**** Study text
The policy failures of the federal, state, and territory governments demonstrate the validity of President Ronald Reagan’s comment that, ‘Government is not the solution to our problem; government is the problem.’ Indeed, a review of the management of the Covid pandemic reveals that Australia has become a nation of slave-like people with elected politicians acting more as masters, without providing the servant leadership that a free people expect of their leaders.
As the long-term adverse consequences of the Covid fiasco are enduring, Professor Allan’s opinion, that the management of the pandemic is the worst policy failure of the decade, is credible, for at least two reasons.
First, there is the enviable – but probably impossible – task to restore the trust that people place in government. This is illustrated by the fact that, until a few years ago, people could always confidently leave Australia and expect to return to their country at any time. Now, even though the international border re-opened on Monday, February 21, 2022, people will no longer be certain that what happened during the worst days of Covid cannot happen again in the future. It can be expected that the level of trust, as it existed in pre-pandemic times, will never be restored to the same level.
Second, the government’s management of the pandemic has created a two-tier state with some people having more rights than others. Indeed, the health directions facilitated the development of a growing two-tier society where some people are more privileged than others, involving the distribution of burdens and benefits simply on the ground of people’s vaccine status.
********
**** Material shown
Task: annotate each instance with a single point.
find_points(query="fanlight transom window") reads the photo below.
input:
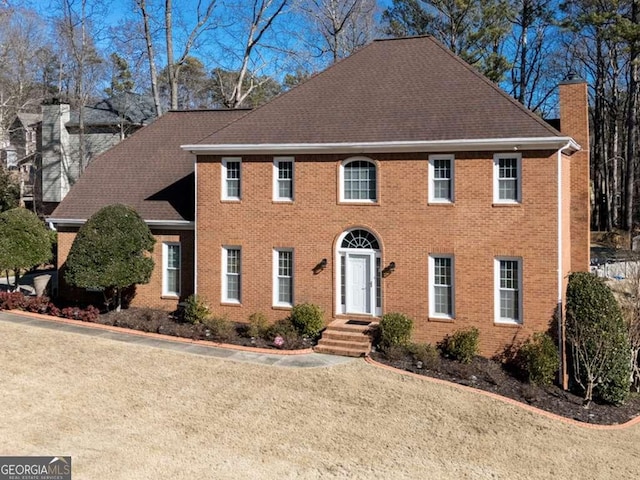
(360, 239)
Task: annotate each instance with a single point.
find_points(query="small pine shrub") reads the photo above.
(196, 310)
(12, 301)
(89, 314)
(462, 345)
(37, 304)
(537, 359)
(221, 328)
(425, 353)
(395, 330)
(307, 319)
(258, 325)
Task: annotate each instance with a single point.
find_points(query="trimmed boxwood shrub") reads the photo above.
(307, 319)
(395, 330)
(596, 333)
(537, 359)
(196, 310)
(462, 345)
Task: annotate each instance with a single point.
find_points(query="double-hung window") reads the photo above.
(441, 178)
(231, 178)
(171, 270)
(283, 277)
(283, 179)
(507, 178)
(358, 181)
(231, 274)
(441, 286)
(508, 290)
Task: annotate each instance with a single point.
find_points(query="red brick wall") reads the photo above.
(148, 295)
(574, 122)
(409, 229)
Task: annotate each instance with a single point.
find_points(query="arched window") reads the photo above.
********
» Problems to solve:
a - In the Covid policy piece, condense the paragraph beginning "First, there is the enviable" into a shorter version that keeps its main facts.
b - Echo the part of the Covid policy piece starting with "Second, the government’s" and going on through "people’s vaccine status.".

» Answers to each task:
a - Restoring people's trust in government is an enviable but probably impossible task. Until a few years ago, Australians could leave the country and confidently expect to return at any time. Although the international border reopened on Monday, February 21, 2022, people can no longer be certain that what happened during the worst days of Covid won't happen again. Trust is not expected to return to its pre-pandemic level.

b -
Second, the government’s management of the pandemic has created a two-tier state with some people having more rights than others. Indeed, the health directions facilitated the development of a growing two-tier society where some people are more privileged than others, involving the distribution of burdens and benefits simply on the ground of people’s vaccine status.